_Written instruction A_
Duplicate the stretch of the Rocky O'Reilly article from "Rocky O’Reilly by" through "throwdown, a tonic.".

_Page_

# # # # #

Rocky O’Reilly And The Thrill Of The Fight

October 3, 2020

“We’ve started a collective called Reckless Abandon,” says Rocky O’Reilly, boss of Start Together Studios. “And the whole concept is just robots shooting lasers over Belfast – just let’s fucking blow stuff up. The first is our band Vivid Dreamer, which is me and Ryan (McGroarty). We had The Simpsons on a loop in the background. We were picking lines from the show and turning them into songs and playing synths. Pure escape from running a business in the music industry.

“And then the character goes off on all these mad adventures. There’s conspiracy theories. There’s all this other stuff. Now we’re excited to push some of that energy out. For us, it’s like small successes. We wanted to do vinyl with it. If we sell 100 vinyl then we do a show. It will be amazing. And then on to the next.”

Rocky O’Reilly by Stuart Bailie, 2020

Reckless Abandon, Rocky explains, is an antidote to over-thinking and a common tendency for musicians to obsess over marketing, strategy, social media, all the tiresome stuff. So the Vivid Dreamer album was written and lashed together in a week. It’s a marker, a throwdown, a tonic.

“Ryan and I work in the studio with lots of artists and we see how people get really stressed out and worried about releasing music. They worry that their story’s not developed enough. So they just never release music. They work tirelessly on songs and then they just sit there and rot. And we have both been going through that with artists that we love. We’re just so sick of it, essentially.”

Rocky sounds forthright, revived. He’s back in his Gordon Street base after three months, checking out the rooms, circulating the air, visualising the new era.

“I wanna write and record and release and collaborate more. The other side of it is we wanna help young musicians at the studio. We want to get artist through the door and help start their career. We’ve snapped ourselves back into focus on both of those things. So more than changing, it’s almost like a reboot.”

He is rightly proud of an earlier 2020 release, ‘The People Could Fly’. It’s a collaboration between Rocky and rapper Tribe One from Atlanta GA. The pair have reconvened their 2014 project, Malibu Shark Attack! It’s about the synths, transatlantic respect, signature hip hop and a searing connection to Black Lives Matter. The track was finished in a rush and delivered on Juneteenth – June 19 – to mark the emancipation of slaves in America and to support the international revulsion over the killing of George Floyd and many others. Proceeds have been donated to The Black Lives Matter Global Network, The NAACP, The Bail Project and The Atlanta Solidarity Fund.

# # # # #

_Records to process_

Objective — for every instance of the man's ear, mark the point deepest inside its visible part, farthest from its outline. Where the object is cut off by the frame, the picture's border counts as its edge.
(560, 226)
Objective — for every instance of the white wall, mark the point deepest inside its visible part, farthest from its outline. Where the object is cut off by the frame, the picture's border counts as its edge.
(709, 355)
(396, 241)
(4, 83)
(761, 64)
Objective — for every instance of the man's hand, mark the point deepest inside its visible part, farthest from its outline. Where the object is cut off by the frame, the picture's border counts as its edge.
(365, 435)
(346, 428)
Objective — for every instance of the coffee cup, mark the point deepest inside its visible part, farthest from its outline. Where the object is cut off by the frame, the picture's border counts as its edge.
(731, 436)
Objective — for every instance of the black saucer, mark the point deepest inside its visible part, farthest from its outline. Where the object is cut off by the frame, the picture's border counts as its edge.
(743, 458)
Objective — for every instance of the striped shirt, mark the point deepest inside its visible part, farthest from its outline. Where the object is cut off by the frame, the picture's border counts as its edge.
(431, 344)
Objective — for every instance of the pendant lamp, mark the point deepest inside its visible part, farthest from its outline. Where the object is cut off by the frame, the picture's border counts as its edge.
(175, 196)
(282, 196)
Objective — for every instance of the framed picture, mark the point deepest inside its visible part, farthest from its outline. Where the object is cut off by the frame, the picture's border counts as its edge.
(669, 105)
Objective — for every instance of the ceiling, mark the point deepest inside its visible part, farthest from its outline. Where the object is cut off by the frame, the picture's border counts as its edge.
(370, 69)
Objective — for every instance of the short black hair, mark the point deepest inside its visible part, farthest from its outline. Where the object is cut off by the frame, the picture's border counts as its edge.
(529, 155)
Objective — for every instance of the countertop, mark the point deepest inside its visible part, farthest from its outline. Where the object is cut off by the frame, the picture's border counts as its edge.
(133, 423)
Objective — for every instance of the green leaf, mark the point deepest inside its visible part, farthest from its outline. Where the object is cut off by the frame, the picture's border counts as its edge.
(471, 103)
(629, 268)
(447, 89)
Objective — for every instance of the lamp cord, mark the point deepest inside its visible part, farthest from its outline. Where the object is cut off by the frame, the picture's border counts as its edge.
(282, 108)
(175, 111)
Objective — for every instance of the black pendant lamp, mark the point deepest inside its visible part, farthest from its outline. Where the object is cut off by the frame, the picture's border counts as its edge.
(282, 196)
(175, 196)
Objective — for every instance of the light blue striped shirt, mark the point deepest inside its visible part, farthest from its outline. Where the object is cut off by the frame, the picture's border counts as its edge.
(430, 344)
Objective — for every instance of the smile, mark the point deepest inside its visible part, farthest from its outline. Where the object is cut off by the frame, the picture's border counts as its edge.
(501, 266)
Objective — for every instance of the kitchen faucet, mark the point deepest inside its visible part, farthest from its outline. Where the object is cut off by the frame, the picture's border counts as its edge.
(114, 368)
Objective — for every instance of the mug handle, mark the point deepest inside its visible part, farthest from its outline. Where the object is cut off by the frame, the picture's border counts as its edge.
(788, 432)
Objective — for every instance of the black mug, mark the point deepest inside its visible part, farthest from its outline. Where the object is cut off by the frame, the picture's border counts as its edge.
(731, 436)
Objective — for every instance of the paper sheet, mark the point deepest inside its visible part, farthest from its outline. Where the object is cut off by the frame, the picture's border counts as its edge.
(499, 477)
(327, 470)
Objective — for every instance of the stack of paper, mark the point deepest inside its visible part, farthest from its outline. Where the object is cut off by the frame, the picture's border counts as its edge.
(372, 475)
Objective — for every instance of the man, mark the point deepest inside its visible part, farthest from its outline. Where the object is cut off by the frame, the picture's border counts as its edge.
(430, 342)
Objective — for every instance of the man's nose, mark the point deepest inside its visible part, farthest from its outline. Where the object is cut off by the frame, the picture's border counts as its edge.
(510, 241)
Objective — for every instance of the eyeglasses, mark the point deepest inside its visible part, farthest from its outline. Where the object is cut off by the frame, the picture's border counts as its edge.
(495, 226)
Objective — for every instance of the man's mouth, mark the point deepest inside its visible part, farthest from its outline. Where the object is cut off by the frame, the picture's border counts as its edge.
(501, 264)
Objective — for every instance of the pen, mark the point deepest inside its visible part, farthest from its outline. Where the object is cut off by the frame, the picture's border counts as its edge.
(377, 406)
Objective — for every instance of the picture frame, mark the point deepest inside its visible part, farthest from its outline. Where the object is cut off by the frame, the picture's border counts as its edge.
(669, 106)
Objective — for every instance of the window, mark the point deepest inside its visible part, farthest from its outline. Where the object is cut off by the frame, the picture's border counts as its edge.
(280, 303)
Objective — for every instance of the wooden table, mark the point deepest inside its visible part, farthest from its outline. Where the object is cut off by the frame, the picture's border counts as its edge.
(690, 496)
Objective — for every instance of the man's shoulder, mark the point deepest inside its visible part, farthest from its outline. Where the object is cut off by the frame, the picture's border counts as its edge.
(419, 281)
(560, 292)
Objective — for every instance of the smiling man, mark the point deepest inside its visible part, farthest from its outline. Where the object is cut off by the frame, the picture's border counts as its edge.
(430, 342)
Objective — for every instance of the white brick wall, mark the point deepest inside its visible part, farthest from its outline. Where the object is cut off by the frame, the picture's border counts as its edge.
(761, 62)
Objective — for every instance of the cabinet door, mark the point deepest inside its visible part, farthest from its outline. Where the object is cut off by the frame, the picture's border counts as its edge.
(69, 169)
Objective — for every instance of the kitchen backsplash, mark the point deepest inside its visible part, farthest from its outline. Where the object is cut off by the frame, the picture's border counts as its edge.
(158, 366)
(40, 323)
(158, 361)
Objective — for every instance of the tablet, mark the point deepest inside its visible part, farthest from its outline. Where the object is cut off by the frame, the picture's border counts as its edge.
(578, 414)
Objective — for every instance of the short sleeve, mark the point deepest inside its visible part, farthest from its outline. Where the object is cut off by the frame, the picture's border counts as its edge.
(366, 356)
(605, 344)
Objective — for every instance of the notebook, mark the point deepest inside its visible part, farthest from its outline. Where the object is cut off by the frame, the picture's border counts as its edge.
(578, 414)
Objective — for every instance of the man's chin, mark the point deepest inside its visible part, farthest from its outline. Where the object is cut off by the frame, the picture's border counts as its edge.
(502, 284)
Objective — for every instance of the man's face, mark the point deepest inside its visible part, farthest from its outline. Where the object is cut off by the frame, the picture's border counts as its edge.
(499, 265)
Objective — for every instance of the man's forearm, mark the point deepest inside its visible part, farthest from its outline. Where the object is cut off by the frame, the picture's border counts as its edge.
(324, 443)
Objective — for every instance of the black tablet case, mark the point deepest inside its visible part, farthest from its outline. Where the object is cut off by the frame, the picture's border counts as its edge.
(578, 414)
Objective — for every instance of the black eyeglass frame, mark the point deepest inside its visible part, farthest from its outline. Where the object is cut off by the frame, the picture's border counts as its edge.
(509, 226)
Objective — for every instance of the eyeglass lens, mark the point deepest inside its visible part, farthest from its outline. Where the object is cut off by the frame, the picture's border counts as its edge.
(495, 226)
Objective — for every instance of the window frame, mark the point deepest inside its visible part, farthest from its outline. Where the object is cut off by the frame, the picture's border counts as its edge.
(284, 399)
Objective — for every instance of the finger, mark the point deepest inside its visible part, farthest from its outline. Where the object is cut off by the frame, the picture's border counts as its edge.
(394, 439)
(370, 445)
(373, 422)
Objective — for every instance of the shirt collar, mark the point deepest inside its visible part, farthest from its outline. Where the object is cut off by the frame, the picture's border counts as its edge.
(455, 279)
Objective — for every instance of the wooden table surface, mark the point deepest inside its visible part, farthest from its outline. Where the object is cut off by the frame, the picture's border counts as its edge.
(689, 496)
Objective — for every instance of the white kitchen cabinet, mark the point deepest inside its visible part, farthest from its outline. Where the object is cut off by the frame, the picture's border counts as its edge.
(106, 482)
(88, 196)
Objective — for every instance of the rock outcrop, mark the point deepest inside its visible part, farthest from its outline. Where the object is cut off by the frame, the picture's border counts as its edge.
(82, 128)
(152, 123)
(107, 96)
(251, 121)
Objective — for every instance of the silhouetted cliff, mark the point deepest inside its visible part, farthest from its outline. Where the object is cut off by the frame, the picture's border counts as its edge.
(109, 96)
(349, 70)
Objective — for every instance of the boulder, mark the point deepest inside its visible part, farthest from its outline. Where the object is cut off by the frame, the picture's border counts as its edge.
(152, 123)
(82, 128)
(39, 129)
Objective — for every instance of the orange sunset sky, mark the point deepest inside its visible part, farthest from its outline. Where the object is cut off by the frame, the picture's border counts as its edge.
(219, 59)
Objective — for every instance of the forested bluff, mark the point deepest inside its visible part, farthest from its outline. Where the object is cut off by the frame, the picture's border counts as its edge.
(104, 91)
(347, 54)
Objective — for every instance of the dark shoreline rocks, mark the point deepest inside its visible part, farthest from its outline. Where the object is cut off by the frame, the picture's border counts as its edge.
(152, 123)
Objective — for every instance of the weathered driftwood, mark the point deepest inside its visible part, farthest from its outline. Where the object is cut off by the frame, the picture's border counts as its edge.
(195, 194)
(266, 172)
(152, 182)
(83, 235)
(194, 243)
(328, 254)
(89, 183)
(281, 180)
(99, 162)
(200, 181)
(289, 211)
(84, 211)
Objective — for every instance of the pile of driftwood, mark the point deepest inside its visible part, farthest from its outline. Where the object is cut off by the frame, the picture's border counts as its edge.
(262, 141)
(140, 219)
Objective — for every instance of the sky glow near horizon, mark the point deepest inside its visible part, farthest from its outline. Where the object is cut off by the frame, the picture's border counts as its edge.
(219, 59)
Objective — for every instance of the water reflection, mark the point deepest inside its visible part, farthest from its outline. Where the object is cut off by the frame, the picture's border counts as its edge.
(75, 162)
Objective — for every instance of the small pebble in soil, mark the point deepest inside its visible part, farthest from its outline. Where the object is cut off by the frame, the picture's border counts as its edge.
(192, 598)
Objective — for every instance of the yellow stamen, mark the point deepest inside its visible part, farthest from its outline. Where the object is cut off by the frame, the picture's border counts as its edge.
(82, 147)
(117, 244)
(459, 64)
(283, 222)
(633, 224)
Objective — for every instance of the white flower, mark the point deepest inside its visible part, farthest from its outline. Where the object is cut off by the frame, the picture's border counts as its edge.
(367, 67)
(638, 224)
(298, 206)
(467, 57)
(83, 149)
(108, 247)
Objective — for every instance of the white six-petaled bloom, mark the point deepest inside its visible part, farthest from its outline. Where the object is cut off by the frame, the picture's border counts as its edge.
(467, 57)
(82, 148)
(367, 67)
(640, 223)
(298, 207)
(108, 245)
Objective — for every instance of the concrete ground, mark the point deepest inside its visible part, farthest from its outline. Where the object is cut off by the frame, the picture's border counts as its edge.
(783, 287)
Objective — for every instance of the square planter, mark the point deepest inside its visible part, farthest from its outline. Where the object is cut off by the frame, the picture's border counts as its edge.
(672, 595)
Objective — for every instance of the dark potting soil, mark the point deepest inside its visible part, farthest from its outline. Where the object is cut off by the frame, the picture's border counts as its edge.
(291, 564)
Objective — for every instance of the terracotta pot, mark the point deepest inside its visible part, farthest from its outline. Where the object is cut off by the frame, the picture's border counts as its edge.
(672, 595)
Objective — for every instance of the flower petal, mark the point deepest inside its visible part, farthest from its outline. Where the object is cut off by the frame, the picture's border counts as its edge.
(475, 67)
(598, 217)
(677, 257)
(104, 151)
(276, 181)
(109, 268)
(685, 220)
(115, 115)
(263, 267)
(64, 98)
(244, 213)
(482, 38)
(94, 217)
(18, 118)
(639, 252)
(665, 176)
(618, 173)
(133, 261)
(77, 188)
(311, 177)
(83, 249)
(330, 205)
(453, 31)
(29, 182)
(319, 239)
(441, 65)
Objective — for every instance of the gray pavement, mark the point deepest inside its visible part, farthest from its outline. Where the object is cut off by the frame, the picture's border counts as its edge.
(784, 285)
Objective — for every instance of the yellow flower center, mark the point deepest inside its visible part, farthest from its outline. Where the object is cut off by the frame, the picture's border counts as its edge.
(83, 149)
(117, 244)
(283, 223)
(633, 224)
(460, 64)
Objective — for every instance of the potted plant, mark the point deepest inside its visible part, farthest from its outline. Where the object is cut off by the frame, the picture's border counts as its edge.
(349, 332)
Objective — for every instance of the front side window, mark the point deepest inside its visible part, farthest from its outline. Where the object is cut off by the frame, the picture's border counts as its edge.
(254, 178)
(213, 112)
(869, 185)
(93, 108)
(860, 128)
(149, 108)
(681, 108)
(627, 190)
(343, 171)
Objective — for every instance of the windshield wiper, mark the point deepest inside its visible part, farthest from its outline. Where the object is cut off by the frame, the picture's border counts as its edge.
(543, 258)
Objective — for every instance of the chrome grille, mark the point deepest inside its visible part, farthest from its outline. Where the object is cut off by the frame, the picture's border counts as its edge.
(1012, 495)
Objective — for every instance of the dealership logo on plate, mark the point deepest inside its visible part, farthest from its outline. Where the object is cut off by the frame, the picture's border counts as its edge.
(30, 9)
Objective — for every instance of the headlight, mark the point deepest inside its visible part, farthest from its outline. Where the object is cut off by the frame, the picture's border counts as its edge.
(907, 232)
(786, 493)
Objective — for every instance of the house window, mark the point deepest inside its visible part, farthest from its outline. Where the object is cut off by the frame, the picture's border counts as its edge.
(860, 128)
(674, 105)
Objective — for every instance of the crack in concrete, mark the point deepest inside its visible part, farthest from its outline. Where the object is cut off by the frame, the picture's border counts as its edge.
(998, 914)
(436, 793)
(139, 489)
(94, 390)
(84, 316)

# # # # #

_Written instruction B_
Extract each line of the rows that contains the string "wall".

_Task output A_
Rocky O’Reilly by Stuart Bailie, 2020

Reckless Abandon, Rocky explains, is an antidote to over-thinking and a common tendency for musicians to obsess over marketing, strategy, social media, all the tiresome stuff. So the Vivid Dreamer album was written and lashed together in a week. It’s a marker, a throwdown, a tonic.

_Task output B_
Objective — for every instance of the white wall, mark the point deepest inside its visible part, farthest from its outline. Where the object is cut off by the frame, the picture's border counts as its edge.
Objective — for every instance of the white brick wall, mark the point deepest inside its visible part, farthest from its outline. Where the object is cut off by the frame, the picture's border counts as its edge.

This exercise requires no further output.